### Materials provided ###

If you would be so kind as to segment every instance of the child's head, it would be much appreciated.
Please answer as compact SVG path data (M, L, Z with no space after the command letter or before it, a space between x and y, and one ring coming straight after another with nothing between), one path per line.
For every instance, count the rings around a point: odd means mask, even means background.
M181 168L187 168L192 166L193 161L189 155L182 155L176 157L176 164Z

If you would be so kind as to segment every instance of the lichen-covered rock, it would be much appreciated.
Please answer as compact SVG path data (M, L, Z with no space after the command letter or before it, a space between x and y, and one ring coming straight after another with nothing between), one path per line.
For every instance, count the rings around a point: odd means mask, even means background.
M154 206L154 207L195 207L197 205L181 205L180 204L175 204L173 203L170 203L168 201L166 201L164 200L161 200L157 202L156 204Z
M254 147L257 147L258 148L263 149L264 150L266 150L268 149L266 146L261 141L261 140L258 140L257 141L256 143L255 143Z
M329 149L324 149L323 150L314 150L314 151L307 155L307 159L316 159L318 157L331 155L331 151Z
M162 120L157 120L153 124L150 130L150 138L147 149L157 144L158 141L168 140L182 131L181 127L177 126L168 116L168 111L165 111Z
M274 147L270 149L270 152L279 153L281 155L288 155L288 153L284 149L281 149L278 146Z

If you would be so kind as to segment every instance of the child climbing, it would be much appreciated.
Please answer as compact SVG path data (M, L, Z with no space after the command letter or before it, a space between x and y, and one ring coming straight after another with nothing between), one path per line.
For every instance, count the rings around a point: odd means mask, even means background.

###

- **What is required**
Give these records as a JSON list of strings with one string per line, leaving out blank lines.

- **Answer for this exercise**
[
  "If you would be so kind as to segment every instance of the child's head, it would be much appreciated.",
  "Please answer as compact SVG path data (M, L, Z with no space after the command letter or before it, a space between x and y, and one ring coming straight after another with nothing between), one path per line.",
  "For every instance, count the rings around a point: odd means mask, even means background.",
  "M181 168L187 168L192 166L193 161L189 155L182 155L176 157L176 164Z",
  "If you would be so kind as to segment every instance of the lichen-covered rock, it would be much appreciated.",
  "Please answer as compact SVG path data (M, L, Z with no space after the command letter or before it, a space between x and y, and one ring coming straight after another with nothing between), one path per line.",
  "For every instance, count the rings around a point: odd means mask, even means background.",
  "M154 206L154 207L195 207L197 205L181 205L180 204L175 204L173 203L170 203L168 201L166 201L164 200L161 200L157 202L156 204Z",
  "M254 147L257 147L258 148L263 149L264 150L266 150L268 149L266 146L261 141L261 140L258 140L257 141L256 143L255 143Z",
  "M329 149L324 149L323 150L314 150L314 151L307 155L307 159L316 159L318 157L331 155L331 151Z",
  "M162 120L157 120L153 124L150 130L150 138L147 149L157 144L158 141L168 140L182 131L181 127L177 126L168 116L168 111L165 111Z",
  "M274 147L270 149L270 152L279 153L281 155L288 155L288 153L284 149L281 149L278 146Z",
  "If you would be so kind as to segment every instance of the child climbing, it would be much appreciated.",
  "Please answer as compact SVG path data (M, L, Z with no space after the command letter or before it, a space between x and y, and one ring coming straight after another with nothing between), one path per line.",
  "For every instance, count the rings around a point: odd means mask, even means background."
]